### REQUESTS
1. Reproduce everything in the cost of reliability page from "Product life cycle refers" down to "in this process.".
2. List the kinds of cost into which the cost of reliability page divides the cost of reliability.
3. Write what comes next in the cost of reliability page, continuing after its final sentence.

Cost of Reliability: Maximizing Product Life Cycle Value Training

Cost of Reliability is a 2-day course where participants identify and quantify various costs associated with achieving and maintaining reliability as well as analyze the trade-offs between different reliability strategies and their associated costs.

In technical terms, reliability is defined as the probability that a product performs its intended function without failure under specified conditions for a specified period of time.

Reliability has three key elements

• Intended function
• Specified period of time
• Specified conditions

As reliability is quantified by probability, any attempts to measure it involve the use of probabilistic and statistical methods. Consequently, probability theory and statistics are important mathematical tools for reliability engineering.

Product life cycle refers to sequential phases from product planning to disposal. A reliability program consists of a series of reliability tasks that are well sequenced to achieve the reliability target and customer satisfaction.

The reliability tasks are customized to fit the needs of specific products and implemented throughout the product life cycle. In the product realization process, reliability tasks are especially important because of the amount of value that they can add to products.

Experts in this field are quick to point out that reliability techniques are aimed at building reliability into products and reducing the cost and time associated with the process. To maximize efficiency, reliability tasks should be incorporated into the engineering activities that take place in this process.

A comprehensive reliability program adds value to the product life cycle even after a product enters the field deployment phase.

The costs of reliability are often invisible, but they can be very important.

Reliability becomes more important with scale. Large organizations have more rules and procedures than small ones, and this is rational. Accordingly, they pay more costs in reliability.

One reason is that the attack surface for errors grows with the number of individuals involved. For instance, large organizations often have rules against downloading software onto company computers without permission.

The chance that any one person downloads malicious software that seriously harms the company is small, but the chance that at least one person does rises with the number of employees.

Typically in quality engineering, cost of reliability refers to spending money upfront on improving the quality and reliability of the product.

On the other hand, if you don’t spend an adequate amount on improving the quality and reliability of the product then you will end up spending money on improving returned products from the field. The latter is not where you want to be, because most of the time the ‘pay me later’ costs are much more than the ‘pay me now.’

The cost of reliability can generally be divided into:

• Includingprevention costs (how we can prevent failures from happening) and appraisal costs (inspecting, testing, and evaluating designs, components, materials, and the product itself)
• Including internal failures(fixing things that are failing before you even ship the product) and external failures (dealing with a high return rate and other things that are happening outside the company once you have shipped the product)

### SUPPLIED RECORDS
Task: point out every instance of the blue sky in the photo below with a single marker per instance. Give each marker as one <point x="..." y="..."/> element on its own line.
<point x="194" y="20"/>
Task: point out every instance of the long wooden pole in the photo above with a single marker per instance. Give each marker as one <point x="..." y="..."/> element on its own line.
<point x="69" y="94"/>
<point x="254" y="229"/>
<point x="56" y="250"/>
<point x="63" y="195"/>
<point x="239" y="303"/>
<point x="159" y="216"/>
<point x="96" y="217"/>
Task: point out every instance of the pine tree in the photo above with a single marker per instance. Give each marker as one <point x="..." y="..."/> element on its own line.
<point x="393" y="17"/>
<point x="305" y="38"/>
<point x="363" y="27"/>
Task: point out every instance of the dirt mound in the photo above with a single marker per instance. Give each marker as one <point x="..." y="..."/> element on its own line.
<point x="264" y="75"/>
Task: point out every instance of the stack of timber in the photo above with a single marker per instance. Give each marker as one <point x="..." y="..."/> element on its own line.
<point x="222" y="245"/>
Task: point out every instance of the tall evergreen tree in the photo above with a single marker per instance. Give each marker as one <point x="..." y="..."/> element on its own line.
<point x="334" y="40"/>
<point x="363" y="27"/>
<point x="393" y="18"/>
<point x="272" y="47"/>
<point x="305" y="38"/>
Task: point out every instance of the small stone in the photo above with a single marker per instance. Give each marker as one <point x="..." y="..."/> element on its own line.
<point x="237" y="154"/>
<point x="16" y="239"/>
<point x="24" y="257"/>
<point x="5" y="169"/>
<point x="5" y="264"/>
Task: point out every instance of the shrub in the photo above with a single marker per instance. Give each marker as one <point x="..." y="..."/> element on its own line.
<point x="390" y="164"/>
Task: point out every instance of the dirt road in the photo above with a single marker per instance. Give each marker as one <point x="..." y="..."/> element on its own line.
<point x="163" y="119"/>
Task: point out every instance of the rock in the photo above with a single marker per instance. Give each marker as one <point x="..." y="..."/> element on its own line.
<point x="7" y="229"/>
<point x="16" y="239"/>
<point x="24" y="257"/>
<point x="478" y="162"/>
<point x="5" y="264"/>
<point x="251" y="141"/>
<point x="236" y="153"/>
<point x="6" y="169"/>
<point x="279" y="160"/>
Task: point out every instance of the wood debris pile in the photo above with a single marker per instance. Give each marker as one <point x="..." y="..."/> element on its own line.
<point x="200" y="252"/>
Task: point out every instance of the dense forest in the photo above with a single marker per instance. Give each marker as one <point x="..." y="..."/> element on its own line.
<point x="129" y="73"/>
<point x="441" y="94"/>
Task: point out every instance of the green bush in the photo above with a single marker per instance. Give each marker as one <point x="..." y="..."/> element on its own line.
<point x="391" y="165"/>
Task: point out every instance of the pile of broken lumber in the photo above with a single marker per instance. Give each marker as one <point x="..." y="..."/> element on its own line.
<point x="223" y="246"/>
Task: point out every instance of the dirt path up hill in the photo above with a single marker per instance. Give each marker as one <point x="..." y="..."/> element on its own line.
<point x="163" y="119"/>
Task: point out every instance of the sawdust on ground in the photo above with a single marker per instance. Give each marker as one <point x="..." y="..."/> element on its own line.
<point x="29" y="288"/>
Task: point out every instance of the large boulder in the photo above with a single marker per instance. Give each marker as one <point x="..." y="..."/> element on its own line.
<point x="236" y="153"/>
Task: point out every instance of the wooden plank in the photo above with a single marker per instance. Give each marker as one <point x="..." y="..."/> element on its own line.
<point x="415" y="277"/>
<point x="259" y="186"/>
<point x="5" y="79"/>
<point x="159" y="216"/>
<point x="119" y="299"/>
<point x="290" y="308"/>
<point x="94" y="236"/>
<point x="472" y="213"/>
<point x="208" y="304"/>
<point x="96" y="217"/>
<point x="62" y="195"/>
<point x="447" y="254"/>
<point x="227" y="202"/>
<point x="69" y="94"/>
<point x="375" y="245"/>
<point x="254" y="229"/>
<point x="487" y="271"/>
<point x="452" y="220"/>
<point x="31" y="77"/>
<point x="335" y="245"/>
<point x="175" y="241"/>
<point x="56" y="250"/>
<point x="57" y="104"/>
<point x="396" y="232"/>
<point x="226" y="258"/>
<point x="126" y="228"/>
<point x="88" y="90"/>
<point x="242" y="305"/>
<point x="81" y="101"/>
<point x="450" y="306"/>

### FINAL ANSWERS
1.
Product life cycle refers to sequential phases from product planning to disposal. A reliability program consists of a series of reliability tasks that are well sequenced to achieve the reliability target and customer satisfaction.

The reliability tasks are customized to fit the needs of specific products and implemented throughout the product life cycle. In the product realization process, reliability tasks are especially important because of the amount of value that they can add to products.

Experts in this field are quick to point out that reliability techniques are aimed at building reliability into products and reducing the cost and time associated with the process. To maximize efficiency, reliability tasks should be incorporated into the engineering activities that take place in this process.

2.
Prevention costs
Appraisal costs
Internal failures
External failures

3.
Cost of Reliability: Maximizing Product Life Cycle Value Training by Tonex

This course explores the concept of the Cost of Reliability (COR), a critical metric in assessing the total costs associated with the reliability of a product or system over its life cycle. Participants will learn about the methods and tools used to quantify and manage reliability costs, including the trade-offs between upfront investment in reliability and the long-term costs of failures. The course emphasizes practical applications and strategies to integrate reliability considerations into the product design and development process to optimize performance and value.

Learning Objectives: Upon completion of this course, participants will be able to:

• Define the Cost of Reliability and understand its significance in product and system life cycles.
• Identify and quantify various costs associated with achieving and maintaining reliability.
• Analyze the trade-offs between different reliability strategies and their associated costs.
• Implement reliability-centered maintenance strategies to optimize life cycle costs.
• Integrate reliability analysis into the product development process to enhance overall value.

Target Audience: This course is ideal for product managers, reliability engineers, maintenance managers, design engineers, and other professionals involved in product development, maintenance, and life cycle management across various industries.

Course Outline:

Fundamentals of Reliability

• Definitions and principles of reliability
• Reliability metrics and objectives

Understanding the Cost of Reliability

• Direct and indirect costs of reliability
• Life cycle cost modeling

Reliability and Design

• Design for reliability (DfR) principles
• Reliability prediction during design

Reliability Testing and Costs

• Planning and conducting reliability tests
• Costs associated with testing and data analysis

Failure Modes and Effects Analysis (FMEA)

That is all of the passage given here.